EXTRACTED DATA.

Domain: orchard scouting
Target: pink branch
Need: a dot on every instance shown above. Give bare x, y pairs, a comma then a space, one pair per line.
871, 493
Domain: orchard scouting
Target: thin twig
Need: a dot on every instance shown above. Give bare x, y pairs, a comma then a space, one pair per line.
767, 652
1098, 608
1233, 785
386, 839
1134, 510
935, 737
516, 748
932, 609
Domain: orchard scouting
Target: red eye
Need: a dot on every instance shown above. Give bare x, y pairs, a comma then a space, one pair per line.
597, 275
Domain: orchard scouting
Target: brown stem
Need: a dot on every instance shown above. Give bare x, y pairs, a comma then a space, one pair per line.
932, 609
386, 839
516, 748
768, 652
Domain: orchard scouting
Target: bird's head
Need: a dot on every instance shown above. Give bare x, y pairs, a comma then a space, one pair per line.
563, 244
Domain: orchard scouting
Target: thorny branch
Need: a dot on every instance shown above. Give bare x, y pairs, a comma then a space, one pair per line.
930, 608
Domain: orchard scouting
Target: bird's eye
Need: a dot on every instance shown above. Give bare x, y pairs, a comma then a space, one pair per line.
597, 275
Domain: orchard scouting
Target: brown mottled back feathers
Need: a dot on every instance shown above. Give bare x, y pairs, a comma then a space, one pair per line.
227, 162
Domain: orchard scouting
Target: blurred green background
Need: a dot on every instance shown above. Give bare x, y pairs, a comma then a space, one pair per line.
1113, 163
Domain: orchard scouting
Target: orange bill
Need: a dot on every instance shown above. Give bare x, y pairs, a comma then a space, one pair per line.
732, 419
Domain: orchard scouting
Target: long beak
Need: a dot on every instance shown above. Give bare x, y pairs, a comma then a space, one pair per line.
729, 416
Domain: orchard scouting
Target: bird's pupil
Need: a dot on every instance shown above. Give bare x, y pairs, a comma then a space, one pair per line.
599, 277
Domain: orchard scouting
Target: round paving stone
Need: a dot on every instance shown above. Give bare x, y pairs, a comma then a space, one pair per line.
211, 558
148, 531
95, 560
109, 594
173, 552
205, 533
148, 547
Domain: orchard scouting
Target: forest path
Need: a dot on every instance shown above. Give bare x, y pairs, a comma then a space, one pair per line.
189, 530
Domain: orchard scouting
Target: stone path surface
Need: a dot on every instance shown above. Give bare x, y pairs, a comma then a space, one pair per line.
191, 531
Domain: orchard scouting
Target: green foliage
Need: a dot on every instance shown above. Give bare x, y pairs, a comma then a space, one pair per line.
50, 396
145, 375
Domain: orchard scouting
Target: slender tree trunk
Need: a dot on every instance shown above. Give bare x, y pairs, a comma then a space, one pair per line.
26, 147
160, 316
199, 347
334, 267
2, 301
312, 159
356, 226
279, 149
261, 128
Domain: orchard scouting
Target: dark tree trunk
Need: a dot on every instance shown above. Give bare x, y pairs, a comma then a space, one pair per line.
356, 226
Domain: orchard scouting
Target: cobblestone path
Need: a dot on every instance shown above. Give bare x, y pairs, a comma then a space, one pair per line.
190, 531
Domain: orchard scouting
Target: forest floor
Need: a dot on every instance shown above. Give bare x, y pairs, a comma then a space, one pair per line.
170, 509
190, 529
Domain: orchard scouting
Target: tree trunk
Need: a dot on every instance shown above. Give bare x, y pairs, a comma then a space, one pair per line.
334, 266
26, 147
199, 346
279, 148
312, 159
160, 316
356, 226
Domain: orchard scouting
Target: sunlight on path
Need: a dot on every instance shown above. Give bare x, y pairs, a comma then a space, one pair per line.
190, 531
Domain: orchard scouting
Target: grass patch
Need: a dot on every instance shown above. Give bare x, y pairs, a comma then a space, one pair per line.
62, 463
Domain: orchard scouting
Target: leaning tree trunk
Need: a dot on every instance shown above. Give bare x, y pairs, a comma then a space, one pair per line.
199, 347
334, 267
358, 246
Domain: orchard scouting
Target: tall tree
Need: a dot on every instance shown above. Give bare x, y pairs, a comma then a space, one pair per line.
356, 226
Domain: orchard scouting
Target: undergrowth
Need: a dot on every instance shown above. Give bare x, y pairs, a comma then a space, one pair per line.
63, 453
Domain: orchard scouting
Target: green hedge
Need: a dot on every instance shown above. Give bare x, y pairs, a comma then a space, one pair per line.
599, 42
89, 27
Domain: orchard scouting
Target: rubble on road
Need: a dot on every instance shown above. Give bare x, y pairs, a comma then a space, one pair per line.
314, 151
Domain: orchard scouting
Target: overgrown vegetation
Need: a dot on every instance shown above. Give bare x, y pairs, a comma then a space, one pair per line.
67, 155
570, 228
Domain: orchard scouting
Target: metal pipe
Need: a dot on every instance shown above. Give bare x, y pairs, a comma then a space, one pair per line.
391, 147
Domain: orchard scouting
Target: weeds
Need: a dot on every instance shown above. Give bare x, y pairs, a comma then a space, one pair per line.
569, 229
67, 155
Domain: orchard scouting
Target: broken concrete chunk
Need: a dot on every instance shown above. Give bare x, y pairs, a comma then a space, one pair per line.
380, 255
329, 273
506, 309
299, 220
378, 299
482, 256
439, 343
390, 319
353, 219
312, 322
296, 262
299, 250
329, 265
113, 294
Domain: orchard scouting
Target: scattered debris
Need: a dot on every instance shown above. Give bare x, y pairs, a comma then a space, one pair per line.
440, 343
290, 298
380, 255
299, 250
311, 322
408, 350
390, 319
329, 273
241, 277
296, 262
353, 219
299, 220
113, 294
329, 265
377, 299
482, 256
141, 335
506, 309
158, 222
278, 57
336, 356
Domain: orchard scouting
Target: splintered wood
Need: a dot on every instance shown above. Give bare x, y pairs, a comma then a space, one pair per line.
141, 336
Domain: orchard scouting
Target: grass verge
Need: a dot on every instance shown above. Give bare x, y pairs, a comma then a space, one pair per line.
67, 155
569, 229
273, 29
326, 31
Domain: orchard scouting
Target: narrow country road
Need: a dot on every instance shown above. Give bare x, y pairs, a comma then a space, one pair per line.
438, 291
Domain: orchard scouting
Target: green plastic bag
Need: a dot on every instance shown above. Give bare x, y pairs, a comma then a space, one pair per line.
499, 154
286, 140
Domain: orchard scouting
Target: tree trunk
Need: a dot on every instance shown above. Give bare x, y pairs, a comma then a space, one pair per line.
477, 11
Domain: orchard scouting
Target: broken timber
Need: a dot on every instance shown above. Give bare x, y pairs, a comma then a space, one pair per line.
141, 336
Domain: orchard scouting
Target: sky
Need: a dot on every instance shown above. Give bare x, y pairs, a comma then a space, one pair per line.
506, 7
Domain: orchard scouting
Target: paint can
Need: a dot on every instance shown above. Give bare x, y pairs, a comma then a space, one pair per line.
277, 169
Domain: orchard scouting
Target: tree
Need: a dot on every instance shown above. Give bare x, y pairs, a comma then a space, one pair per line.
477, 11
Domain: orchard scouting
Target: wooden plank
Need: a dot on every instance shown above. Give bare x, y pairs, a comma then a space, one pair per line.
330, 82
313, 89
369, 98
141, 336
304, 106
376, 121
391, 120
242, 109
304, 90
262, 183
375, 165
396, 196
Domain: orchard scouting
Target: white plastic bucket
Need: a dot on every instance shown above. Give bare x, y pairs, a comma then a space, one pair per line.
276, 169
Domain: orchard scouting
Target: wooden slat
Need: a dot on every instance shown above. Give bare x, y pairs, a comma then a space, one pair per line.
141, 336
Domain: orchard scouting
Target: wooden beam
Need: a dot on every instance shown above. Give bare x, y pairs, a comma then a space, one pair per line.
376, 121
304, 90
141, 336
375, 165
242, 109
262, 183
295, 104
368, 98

WHAT YOU HAVE TO DO.
Print the records above in full, exactly.

ANSWER FOR THIS EXERCISE.
Domain: orchard scouting
Target: pink branch
Need: a dot on every instance shown above. Give bare x, y pairs, a comma then a space, one pair per line.
871, 493
Domain: orchard scouting
Target: thin twig
Need: a dot on every instance shown above. Give bare x, y pairs, a comma then a space, one pair per line.
767, 652
1098, 608
1233, 785
386, 839
1134, 510
935, 737
516, 748
932, 609
Domain: orchard scouting
Target: red eye
Need: a dot on every instance shown above. Give bare x, y pairs, a comma then a space, one pair per line.
597, 275
Domain: orchard scouting
Target: brown stem
Need: a dot on every instance shown above. Give bare x, y pairs, a comma then a space, one pair per line.
932, 609
386, 839
516, 748
768, 652
Domain: orchard scouting
Target: bird's head
Need: a dot on every instance shown above. Give bare x, y pairs, a comma then a space, one pair per line.
563, 244
Domain: orchard scouting
Target: thorny branch
Need: a dot on every instance shown above. Give bare x, y pairs, a comma then a space, one pair per line.
930, 608
Domain: orchard scouting
Target: bird's eye
Need: a dot on every instance shown above. Give bare x, y pairs, a comma then a space, one pair per line.
597, 275
Domain: orchard scouting
Target: brown mottled back feathers
Need: a dot on every instance shown above. Give bare x, y pairs, a comma then a space, one pair per line.
227, 162
Domain: orchard scouting
Target: blurred green background
Need: a dot on every instance shown above. Give bare x, y pairs, a comma then a space, one pair per line.
1113, 163
Domain: orchard scouting
Target: orange bill
Need: a dot on every instance shown above. Give bare x, y pairs, a comma then a space, one pair per line.
732, 419
Domain: orchard scouting
Target: long beak
Need: a dot on every instance shown above. Give bare x, y pairs, a comma then a space, one pair per line.
729, 416
Domain: orchard scouting
Target: bird's pupil
Need: a dot on every instance shown above. Give bare x, y pairs, a comma then a space, one pair per line.
599, 277
Domain: orchard scouting
Target: round paving stone
Need: a dot on every instance shown above. Give bare x, y pairs, a comma then a space, one pair per line.
211, 558
148, 531
95, 560
109, 594
173, 552
205, 533
148, 547
Domain: orchard scouting
Target: forest path
Need: a dot on every instance shown above. Give bare x, y pairs, a comma then a space, one pair per line.
189, 530
Domain: orchard scouting
Target: stone path surface
Need: a dot on every instance shown above. Give bare x, y pairs, a comma then a space, one pair per line.
191, 531
Domain: orchard scouting
Target: green foliage
Need: a dot on every instance shown above. Give bare x, y pairs, a comma then a space, one pair per line.
50, 396
145, 375
Domain: orchard scouting
Target: slender tree trunk
Need: a dot on every instance shown above. Give bare x, y pairs, a comma then a space, one pair per line.
26, 147
160, 316
199, 347
334, 267
2, 301
312, 159
356, 226
279, 149
261, 128
Domain: orchard scouting
Target: dark tree trunk
Need: a dot on every instance shown above. Give bare x, y pairs, a comma then a space, one pair per line.
356, 226
Domain: orchard scouting
Target: cobblestone path
Need: a dot on every instance shown above. Give bare x, y pairs, a comma then a space, one pair per line.
190, 531
Domain: orchard scouting
Target: forest floor
Need: a dot on every instance shown above. Give bare x, y pairs, a comma then a space, one pair per line.
170, 509
190, 529
Domain: orchard scouting
Target: tree trunk
Need: a dot on every instance shown above. Give bare x, y pairs, a comma then a space, one pair per line.
334, 266
26, 147
199, 346
279, 148
312, 159
160, 316
356, 226
Domain: orchard scouting
Target: sunlight on path
Need: a dot on every instance shown above. Give bare x, y pairs, a comma then a space, one pair per line.
190, 531
Domain: orchard scouting
Target: grass patch
Need: a dot on every instance shown above. Give bare x, y pairs, a comma then a space, one pair per line.
62, 463
Domain: orchard scouting
Target: leaning tree trunk
Need: a dot on every instance shown above. Give bare x, y pairs, a comma then a space, one pair per line.
199, 347
334, 267
358, 246
Domain: orchard scouting
Target: tall tree
Need: a dot on every instance shown above. Give bare x, y pairs, a comma then a space, one pair per line.
356, 226
Domain: orchard scouting
Target: undergrowth
Need: a dot on every instance shown above. Give bare x, y pairs, a comma then a space, one pair per line.
63, 453
Domain: orchard scouting
Target: green hedge
Need: a dot on every instance shown above. Give bare x, y pairs, a comma then a space, one pair per line.
599, 42
89, 27
Domain: orchard scouting
Target: rubble on road
Need: a dot on every instance shown above. Give bare x, y pairs, a comma then a space, one pair per line.
314, 151
Domain: orchard scouting
Target: overgrown vegetation
Need: a dot on every instance shown above. Give bare x, y pairs, a comma then a space, one pair per line.
67, 155
570, 228
Domain: orchard scouting
Target: metal pipe
Need: a dot on every instance shown above. Give bare x, y pairs, a comma then a space, one pair per line.
391, 147
Domain: orchard scouting
Target: weeds
Need: a dot on every instance shown above. Give bare x, y pairs, a comma then a space, one pair per line.
569, 229
67, 155
Domain: orchard scouting
Target: broken concrete chunk
Need: a dot on every instance shown above. Give bare x, y pairs, a comma then a space, one pair per line.
380, 255
329, 273
506, 309
299, 220
378, 299
482, 256
439, 343
390, 319
353, 219
312, 322
296, 262
299, 250
329, 265
113, 294
Domain: orchard scouting
Target: scattered debris
Need: a dot on every instance shown above. Give bare x, y pairs, a comma then a space, one pair per line.
440, 343
290, 298
380, 255
299, 250
311, 322
408, 350
390, 319
329, 273
241, 277
296, 262
353, 219
299, 220
113, 294
329, 265
377, 299
482, 256
141, 335
506, 309
158, 222
278, 57
336, 356
Domain: orchard scouting
Target: splintered wood
Need: a dot on every instance shown above. Give bare x, y pairs, a comma then a space, one pair per line.
141, 336
Domain: orchard scouting
Target: grass verge
Need: a dot on every instance shown above. Give bare x, y pairs, a comma then a space, one pair per line.
67, 155
569, 229
273, 29
326, 31
Domain: orchard scouting
Target: narrow country road
Need: a dot on every instance shown above. Give bare x, y pairs, a comma then a space, one pair per line.
438, 291
Domain: orchard scouting
Target: green plastic bag
Need: a dot on every instance shown above. Give bare x, y pairs, a comma then a space, one pair per line.
499, 154
286, 140
Domain: orchard scouting
Target: tree trunk
Need: a dot on every instance shown above. Give bare x, y pairs, a comma then a space, one pair per line.
477, 11
Domain: orchard scouting
Target: broken timber
Need: a dot on every instance shown above. Give bare x, y pairs, a comma then a space, one pair per line.
141, 336
Domain: orchard scouting
Target: sky
Need: a dot on every instance shown above. Give bare x, y pairs, a comma then a space, one pair per line.
506, 7
Domain: orchard scouting
Target: paint can
Need: a dot on every instance shown above. Give bare x, y pairs, a comma then a space, one pair per line.
277, 169
Domain: orchard scouting
Target: tree
Need: a dot on every instance shown above. Give bare x, y pairs, a comma then a space, one pair per line.
477, 11
Domain: orchard scouting
Target: wooden plank
Need: a dot on every instance shown above. Give bare x, y pairs, a comma then a space, one pair per line.
330, 82
313, 89
369, 98
141, 336
304, 106
376, 121
391, 120
242, 109
304, 90
262, 183
375, 165
396, 196
Domain: orchard scouting
Target: white plastic bucket
Need: a dot on every instance shown above. Give bare x, y pairs, a comma then a space, one pair per line.
276, 169
Domain: orchard scouting
Target: wooden slat
Need: a dot on every instance shown above. Give bare x, y pairs, a comma then a space, one pair per line.
141, 336
Domain: orchard scouting
Target: wooden beam
Need: a dot on every instance shown above. Give bare x, y pairs, a comma then a space, one pair per line.
376, 121
304, 90
141, 336
375, 165
242, 109
262, 183
295, 104
368, 98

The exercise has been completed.